Which lines in the items below contain the word "concrete"? Gather every one of them and copy each line in full.

Information given:
----------------------------------------

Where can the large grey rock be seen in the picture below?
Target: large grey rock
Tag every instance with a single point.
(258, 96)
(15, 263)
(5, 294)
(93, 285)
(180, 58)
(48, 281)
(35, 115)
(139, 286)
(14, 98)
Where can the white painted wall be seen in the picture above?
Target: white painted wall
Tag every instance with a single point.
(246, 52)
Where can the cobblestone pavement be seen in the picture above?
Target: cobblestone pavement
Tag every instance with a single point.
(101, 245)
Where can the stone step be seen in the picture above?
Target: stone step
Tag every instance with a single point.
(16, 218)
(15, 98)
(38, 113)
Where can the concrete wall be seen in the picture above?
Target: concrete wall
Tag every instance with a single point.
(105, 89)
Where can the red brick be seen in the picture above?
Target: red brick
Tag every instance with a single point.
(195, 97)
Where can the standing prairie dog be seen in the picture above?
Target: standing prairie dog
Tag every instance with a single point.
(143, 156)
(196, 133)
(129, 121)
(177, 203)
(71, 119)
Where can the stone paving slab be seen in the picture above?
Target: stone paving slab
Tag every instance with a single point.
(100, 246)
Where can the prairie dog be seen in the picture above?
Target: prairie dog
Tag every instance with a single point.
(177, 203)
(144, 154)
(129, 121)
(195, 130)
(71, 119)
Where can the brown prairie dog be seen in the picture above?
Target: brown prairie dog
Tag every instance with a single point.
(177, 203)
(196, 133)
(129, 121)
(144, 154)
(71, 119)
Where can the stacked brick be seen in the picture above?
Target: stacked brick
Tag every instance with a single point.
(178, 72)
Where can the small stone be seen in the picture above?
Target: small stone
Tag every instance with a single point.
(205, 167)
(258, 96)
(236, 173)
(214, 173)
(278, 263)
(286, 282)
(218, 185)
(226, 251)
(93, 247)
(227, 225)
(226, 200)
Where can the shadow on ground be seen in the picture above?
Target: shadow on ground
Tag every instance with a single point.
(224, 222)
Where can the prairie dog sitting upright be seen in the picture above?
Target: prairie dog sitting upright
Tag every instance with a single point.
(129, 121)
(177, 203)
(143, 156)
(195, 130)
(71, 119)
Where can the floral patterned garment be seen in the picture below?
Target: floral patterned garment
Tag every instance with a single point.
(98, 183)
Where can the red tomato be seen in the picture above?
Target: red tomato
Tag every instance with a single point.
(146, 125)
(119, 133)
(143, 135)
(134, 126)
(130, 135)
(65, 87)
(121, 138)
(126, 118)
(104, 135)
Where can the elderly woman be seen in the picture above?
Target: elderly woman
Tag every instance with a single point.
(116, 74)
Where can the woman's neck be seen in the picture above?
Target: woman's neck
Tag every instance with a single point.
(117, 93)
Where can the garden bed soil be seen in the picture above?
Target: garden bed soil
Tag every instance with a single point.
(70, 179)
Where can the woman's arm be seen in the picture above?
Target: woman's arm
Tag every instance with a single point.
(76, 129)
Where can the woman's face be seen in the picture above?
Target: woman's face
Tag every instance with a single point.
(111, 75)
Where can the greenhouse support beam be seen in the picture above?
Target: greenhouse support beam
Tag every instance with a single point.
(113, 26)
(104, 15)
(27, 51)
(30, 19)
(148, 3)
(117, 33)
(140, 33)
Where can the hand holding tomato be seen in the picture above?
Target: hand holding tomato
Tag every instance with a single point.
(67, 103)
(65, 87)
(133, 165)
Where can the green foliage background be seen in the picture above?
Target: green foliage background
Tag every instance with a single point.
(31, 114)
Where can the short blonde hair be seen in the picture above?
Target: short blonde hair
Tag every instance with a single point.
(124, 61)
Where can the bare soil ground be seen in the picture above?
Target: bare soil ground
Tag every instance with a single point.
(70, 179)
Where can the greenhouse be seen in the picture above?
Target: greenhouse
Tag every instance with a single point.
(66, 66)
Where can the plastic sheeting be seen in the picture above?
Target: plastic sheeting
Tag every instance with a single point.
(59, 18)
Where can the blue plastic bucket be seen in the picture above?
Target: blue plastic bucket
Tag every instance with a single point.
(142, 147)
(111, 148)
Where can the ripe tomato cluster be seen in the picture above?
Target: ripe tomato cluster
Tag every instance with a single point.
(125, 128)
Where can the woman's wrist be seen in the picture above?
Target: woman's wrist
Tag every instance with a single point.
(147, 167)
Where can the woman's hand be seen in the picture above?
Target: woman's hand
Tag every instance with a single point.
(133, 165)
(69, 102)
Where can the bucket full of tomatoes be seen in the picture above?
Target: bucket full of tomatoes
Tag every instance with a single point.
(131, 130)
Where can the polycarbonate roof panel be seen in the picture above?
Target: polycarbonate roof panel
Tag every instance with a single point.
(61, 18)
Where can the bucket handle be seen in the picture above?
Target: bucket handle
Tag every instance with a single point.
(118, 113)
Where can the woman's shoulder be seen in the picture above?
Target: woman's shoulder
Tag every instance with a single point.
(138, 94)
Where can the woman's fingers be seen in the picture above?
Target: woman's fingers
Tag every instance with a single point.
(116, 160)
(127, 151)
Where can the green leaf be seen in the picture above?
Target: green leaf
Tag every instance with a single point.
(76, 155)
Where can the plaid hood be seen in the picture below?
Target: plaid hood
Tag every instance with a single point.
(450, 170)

----------------------------------------

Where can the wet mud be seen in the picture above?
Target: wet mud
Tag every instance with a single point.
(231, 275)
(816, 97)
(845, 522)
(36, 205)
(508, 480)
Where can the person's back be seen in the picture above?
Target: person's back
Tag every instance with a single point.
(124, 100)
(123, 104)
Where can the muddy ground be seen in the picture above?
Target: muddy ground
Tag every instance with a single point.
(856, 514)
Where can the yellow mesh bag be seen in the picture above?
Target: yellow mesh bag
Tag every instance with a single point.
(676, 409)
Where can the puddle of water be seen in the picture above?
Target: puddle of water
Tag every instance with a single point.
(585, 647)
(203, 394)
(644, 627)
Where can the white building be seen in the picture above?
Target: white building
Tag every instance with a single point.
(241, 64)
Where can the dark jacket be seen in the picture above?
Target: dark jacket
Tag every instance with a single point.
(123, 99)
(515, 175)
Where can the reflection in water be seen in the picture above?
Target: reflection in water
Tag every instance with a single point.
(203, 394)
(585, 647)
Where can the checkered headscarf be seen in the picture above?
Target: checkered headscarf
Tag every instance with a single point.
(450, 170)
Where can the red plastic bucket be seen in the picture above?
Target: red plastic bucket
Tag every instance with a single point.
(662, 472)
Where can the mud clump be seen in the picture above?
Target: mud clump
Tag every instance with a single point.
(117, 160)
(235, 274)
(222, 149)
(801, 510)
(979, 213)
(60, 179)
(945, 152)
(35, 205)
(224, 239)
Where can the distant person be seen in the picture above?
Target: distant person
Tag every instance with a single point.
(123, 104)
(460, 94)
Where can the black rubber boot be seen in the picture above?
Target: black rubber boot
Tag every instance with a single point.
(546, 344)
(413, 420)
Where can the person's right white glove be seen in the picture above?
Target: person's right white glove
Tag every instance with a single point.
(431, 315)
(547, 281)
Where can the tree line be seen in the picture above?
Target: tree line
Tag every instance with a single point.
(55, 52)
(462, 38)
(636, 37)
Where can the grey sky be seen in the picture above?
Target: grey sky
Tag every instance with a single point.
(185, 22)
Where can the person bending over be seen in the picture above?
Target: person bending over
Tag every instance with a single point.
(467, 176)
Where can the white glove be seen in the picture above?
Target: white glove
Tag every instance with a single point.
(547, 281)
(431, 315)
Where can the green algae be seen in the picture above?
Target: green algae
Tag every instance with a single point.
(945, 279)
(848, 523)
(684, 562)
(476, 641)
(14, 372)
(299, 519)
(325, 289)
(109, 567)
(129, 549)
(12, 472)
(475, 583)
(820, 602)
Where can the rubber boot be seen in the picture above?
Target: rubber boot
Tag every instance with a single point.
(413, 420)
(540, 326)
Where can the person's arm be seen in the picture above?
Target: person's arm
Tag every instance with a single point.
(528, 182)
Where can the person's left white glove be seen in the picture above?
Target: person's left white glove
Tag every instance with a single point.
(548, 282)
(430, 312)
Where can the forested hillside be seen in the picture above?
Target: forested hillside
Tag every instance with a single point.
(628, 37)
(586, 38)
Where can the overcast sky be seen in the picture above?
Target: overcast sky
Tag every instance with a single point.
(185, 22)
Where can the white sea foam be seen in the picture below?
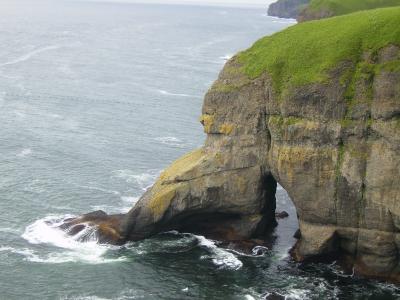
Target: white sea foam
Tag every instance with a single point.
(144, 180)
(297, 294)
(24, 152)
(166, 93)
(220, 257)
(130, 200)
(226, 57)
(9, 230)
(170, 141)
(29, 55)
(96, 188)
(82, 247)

----------------------------------------

Exercise response:
Where can the concrete wall be seen in the picture above?
Target: concrete wall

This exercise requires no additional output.